* **WORK INSTRUCTION 1**
Shorten the paragraph of the drug-resistant TB article beginning "The patients were diagnosed" to a single sentence that keeps its main facts.
* **WORK INSTRUCTION 2**
In the drug-resistant TB article, set down the passage from "Half Of Patients With" up to and including "to treat TB." word for word.
* **WORK INSTRUCTION 3**
Write the next part of the drug-resistant TB article, beginning after its final sentence.

* **EXERCISE TEXT**

===============

Half Of Patients With Extensively Drug-resistant TB Die
Posted on: Thursday, 6 November 2008, 14:07 CST
New research on drug-resistant tuberculosis found that the hard-to-treat disease results in death for half of patients who get it.
South Korean researchers presented the study – one of few to track survival rates from the condition called extensively drug-resistant TB – in the latest edition of the American Journal of Respiratory and Critical Care Medicine.
The study consisted of 1,407 patients who had either multidrug resistant TB, which is the most aggressive because it resists at least one of the two main TB drugs, or extensively drug-resistant TB, or XDR-TB, which defies nearly all drugs used to treat TB.
Of those with extensively drug-resistant TB (XDR-TB), 49 percent died compared to 19 percent of those with multidrug resistant TB (MDR-TB), according to lead author Dr. Tae Sun Shim of Asan Medical Center in Seoul.
The patients were diagnosed between 2000 and 2002 and were followed for up to seven years, the researchers said. About 5 percent of the patients had XDR-TB.

===============

* **DATASET ENTRIES**
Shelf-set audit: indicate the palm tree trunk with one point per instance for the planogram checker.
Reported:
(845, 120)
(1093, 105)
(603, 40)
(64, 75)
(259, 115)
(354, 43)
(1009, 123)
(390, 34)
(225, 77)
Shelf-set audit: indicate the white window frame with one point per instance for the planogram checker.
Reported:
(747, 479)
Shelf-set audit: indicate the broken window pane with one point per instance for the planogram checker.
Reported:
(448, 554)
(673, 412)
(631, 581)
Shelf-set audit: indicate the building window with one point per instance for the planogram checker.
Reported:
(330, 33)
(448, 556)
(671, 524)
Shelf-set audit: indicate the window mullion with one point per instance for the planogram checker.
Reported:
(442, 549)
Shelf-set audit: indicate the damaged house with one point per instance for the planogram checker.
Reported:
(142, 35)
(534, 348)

===============

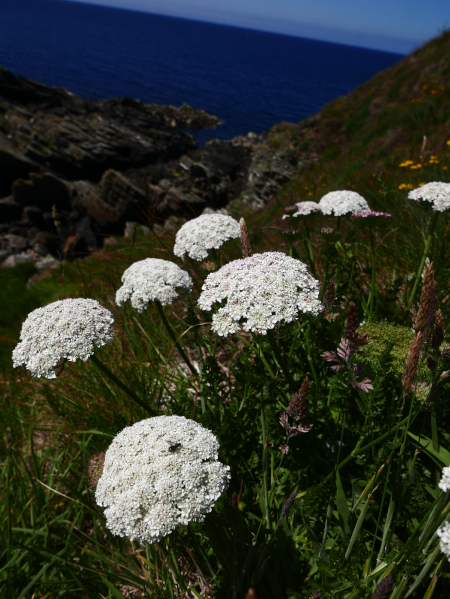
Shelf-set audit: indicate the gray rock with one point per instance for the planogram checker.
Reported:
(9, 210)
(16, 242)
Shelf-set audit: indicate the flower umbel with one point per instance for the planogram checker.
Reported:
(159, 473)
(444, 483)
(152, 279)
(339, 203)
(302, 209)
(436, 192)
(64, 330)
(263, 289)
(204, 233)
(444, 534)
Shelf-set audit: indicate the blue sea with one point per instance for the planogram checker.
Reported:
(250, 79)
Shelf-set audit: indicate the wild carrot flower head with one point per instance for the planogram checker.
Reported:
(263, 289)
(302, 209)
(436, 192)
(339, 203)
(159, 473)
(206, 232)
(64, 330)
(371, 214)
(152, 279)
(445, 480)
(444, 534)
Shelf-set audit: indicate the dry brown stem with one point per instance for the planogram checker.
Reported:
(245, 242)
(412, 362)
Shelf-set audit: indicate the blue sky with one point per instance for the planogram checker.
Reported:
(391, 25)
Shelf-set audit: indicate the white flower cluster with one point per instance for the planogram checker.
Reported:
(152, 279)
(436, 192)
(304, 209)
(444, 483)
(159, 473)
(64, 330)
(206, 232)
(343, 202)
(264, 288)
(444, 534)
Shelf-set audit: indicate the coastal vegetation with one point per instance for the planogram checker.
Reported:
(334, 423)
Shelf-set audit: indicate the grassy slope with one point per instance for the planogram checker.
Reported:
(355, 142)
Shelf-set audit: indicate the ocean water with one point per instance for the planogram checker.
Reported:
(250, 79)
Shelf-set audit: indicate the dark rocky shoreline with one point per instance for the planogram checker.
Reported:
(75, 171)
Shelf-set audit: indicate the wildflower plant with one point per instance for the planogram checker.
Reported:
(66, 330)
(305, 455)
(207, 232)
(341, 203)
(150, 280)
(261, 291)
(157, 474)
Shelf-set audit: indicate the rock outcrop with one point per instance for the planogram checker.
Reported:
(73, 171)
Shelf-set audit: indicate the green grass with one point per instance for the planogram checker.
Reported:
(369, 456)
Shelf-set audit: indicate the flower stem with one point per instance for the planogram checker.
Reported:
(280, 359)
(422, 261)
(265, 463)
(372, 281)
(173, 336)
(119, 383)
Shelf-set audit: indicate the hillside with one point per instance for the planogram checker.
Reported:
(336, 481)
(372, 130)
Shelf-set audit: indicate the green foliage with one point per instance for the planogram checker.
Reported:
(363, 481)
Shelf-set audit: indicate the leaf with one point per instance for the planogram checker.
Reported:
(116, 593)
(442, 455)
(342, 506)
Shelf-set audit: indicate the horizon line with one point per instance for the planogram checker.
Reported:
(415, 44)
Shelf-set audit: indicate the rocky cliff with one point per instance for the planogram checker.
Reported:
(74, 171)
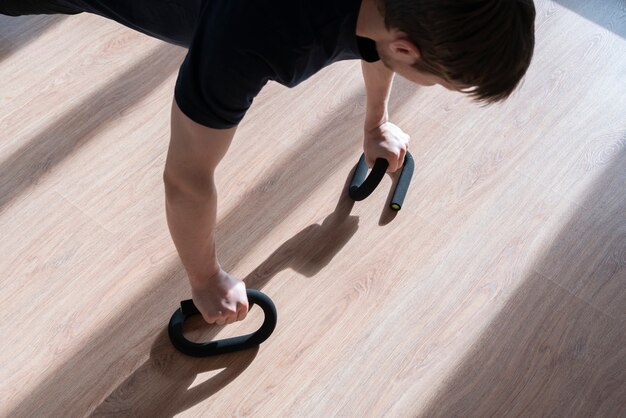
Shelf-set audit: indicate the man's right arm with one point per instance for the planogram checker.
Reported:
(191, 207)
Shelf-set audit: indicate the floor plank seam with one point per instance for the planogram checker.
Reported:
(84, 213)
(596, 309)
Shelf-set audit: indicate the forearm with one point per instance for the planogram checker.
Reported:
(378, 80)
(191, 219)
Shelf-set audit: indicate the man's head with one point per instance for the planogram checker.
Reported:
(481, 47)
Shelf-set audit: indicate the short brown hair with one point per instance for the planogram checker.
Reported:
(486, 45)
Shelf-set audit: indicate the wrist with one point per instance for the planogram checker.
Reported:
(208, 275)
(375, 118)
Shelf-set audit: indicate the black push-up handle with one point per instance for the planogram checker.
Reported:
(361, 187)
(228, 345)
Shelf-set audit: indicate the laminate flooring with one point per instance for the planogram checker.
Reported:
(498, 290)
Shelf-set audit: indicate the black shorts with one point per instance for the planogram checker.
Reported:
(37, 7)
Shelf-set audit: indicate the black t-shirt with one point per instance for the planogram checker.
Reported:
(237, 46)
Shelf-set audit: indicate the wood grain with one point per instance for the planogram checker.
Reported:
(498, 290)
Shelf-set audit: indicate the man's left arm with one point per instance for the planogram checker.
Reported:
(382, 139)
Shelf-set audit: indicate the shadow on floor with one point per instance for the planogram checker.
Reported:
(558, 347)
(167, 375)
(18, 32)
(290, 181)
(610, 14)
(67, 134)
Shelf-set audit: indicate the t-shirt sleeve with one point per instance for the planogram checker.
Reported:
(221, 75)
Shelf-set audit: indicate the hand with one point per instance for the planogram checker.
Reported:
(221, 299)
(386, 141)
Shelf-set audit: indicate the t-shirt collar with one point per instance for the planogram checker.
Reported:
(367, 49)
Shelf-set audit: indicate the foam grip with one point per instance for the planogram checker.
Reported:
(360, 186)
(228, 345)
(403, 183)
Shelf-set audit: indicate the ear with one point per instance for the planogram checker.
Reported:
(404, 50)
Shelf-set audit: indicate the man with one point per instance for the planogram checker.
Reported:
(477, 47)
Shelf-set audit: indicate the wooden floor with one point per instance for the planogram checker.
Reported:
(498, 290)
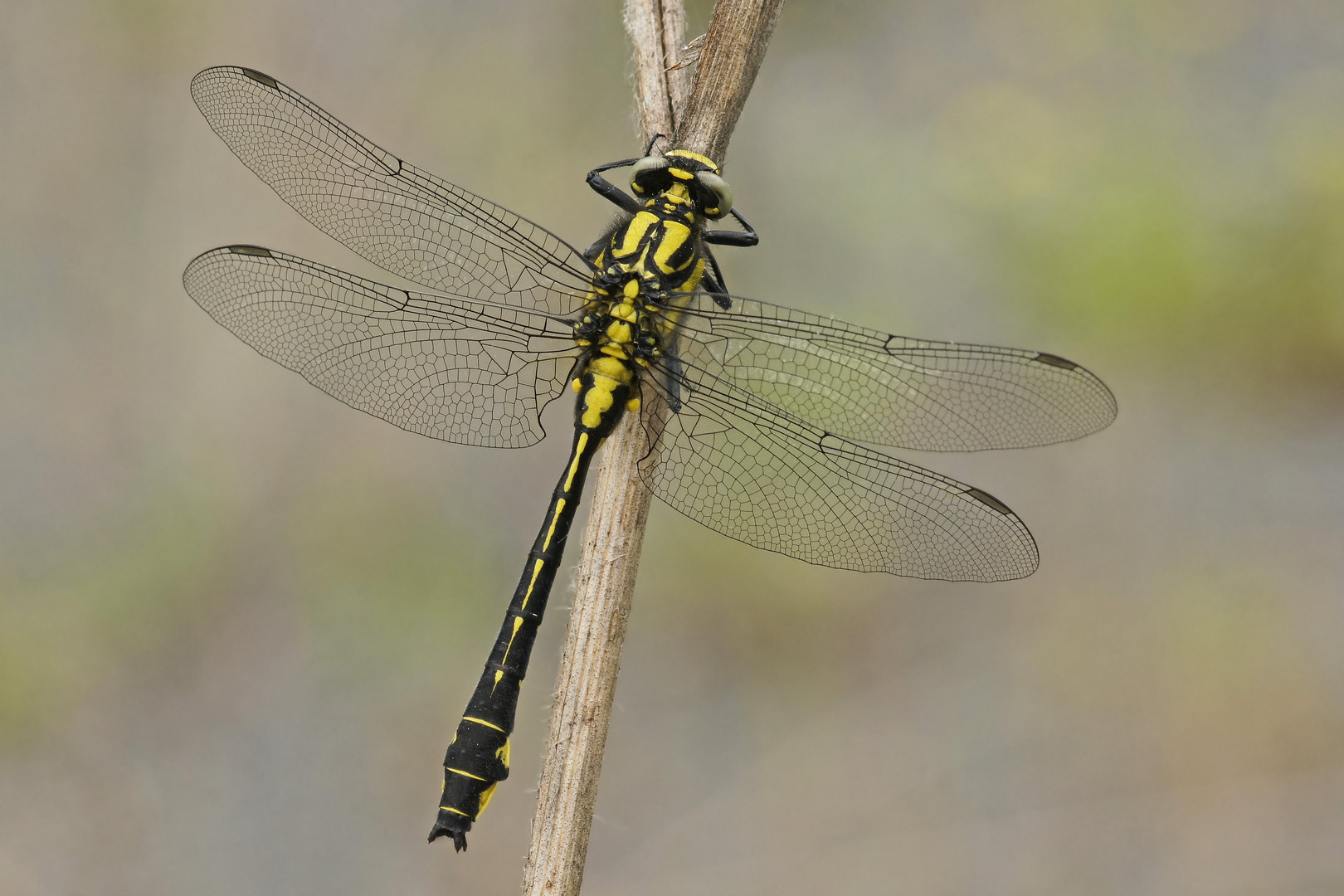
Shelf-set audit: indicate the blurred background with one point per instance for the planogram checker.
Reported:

===============

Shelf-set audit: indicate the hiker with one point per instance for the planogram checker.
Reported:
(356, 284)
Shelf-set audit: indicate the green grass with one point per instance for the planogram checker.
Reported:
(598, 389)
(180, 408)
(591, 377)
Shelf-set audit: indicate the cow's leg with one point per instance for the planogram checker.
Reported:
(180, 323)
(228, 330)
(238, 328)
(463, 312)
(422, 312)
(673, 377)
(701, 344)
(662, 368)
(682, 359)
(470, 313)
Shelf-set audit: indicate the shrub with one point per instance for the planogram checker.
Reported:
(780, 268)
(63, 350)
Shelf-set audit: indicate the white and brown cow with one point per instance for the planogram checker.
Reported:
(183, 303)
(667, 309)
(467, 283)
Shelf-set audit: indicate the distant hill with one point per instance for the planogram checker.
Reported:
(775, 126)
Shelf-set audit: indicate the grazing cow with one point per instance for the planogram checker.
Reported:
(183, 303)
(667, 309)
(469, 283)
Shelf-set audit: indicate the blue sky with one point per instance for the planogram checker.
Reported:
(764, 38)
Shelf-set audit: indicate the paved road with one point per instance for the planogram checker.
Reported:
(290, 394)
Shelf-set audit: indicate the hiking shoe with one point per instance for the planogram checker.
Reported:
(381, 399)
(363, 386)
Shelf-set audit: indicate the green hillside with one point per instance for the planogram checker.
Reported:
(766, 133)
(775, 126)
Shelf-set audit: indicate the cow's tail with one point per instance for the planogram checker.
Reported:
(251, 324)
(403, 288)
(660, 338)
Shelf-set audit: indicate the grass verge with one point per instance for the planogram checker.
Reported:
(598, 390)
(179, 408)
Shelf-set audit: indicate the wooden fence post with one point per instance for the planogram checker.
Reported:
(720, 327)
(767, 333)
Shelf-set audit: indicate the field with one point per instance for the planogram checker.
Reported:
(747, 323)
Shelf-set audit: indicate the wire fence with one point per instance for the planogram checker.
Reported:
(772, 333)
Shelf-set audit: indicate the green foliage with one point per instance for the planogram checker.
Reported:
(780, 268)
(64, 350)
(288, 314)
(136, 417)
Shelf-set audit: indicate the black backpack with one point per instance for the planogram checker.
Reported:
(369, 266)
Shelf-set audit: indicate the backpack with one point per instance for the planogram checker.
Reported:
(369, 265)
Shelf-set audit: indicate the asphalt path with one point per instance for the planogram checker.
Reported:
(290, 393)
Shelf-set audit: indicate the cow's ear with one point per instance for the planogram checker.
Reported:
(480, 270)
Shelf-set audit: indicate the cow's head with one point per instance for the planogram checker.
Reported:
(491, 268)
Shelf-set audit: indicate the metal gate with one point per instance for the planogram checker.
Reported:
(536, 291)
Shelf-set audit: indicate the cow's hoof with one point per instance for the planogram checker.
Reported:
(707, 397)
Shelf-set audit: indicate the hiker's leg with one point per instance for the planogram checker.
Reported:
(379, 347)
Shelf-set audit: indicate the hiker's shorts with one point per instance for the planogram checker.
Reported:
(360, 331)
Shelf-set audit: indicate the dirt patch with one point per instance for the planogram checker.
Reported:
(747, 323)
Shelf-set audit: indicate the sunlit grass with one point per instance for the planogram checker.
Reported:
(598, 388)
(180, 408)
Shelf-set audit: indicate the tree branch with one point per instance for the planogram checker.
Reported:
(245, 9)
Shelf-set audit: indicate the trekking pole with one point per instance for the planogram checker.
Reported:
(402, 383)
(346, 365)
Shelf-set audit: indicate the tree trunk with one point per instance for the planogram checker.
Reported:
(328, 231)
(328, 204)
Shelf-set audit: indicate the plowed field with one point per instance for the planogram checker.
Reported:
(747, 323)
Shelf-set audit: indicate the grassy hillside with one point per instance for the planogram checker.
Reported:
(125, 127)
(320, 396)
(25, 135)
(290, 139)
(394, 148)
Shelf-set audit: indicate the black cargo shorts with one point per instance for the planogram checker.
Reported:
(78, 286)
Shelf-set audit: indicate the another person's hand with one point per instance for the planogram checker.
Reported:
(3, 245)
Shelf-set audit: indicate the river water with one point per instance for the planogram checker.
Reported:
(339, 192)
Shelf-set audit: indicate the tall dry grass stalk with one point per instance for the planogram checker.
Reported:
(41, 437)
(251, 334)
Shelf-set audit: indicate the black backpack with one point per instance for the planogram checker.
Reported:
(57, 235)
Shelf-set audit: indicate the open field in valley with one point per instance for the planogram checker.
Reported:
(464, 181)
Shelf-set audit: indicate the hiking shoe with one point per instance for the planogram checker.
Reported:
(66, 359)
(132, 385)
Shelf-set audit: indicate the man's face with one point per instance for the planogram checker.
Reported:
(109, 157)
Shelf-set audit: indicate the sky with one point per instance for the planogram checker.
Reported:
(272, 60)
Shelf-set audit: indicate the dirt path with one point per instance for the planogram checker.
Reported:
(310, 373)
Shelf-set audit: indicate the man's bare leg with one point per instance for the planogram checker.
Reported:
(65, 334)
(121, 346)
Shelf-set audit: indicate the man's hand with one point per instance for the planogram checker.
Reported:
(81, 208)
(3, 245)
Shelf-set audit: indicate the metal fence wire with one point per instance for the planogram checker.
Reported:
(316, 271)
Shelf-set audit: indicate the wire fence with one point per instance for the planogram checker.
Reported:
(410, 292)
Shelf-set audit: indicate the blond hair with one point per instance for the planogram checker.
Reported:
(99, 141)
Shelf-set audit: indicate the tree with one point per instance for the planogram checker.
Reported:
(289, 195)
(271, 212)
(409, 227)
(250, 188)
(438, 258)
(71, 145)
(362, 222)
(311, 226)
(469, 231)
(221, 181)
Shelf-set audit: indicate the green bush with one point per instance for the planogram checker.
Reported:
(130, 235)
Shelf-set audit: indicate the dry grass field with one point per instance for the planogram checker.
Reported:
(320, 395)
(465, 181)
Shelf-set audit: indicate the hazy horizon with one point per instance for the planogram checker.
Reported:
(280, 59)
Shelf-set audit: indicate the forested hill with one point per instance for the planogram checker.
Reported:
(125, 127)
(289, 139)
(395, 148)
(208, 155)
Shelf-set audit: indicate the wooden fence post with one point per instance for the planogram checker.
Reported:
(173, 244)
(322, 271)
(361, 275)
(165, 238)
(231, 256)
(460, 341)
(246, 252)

===============

* **EXERCISE RESULT 1**
The patients, about 5 percent of whom had XDR-TB, were diagnosed from 2000 to 2002 and followed for up to seven years.

* **EXERCISE RESULT 2**
Half Of Patients With Extensively Drug-resistant TB Die
Posted on: Thursday, 6 November 2008, 14:07 CST
New research on drug-resistant tuberculosis found that the hard-to-treat disease results in death for half of patients who get it.
South Korean researchers presented the study – one of few to track survival rates from the condition called extensively drug-resistant TB – in the latest edition of the American Journal of Respiratory and Critical Care Medicine.
The study consisted of 1,407 patients who had either multidrug resistant TB, which is the most aggressive because it resists at least one of the two main TB drugs, or extensively drug-resistant TB, or XDR-TB, which defies nearly all drugs used to treat TB.

* **EXERCISE RESULT 3**
"We have so little information on XDR-TB to begin with," said D’Arcy Richardson of the Seattle-based nonprofit group PATH. Richardson wrote a commentary with two other TB experts accompanying the study,
Cases of drug-resistant tuberculosis account for about 5 percent of the 9 million new TB cases annually, the WHO said. It said that 489,139 MDR-TB cases emerged in 2006, and about 40,000 were XDR-TB.
"We know that it's a very big problem in Eastern Europe. We know it's a very big problem in Asia, particularly in India and China, where they don't necessarily have large percentages of MDR and XDR but because of the size of the population with TB we have significant numbers," Richardson said.
TB killed 1.7 million people worldwide in 2006, the WHO said. It can be spread by breathing in air droplets from a cough or sneeze of an infected person.
WHO is working to dramatically reduce the burden of TB, and halve TB deaths and prevalence by 2015, through its Stop TB Strategy and supporting the Global Plan to Stop TB.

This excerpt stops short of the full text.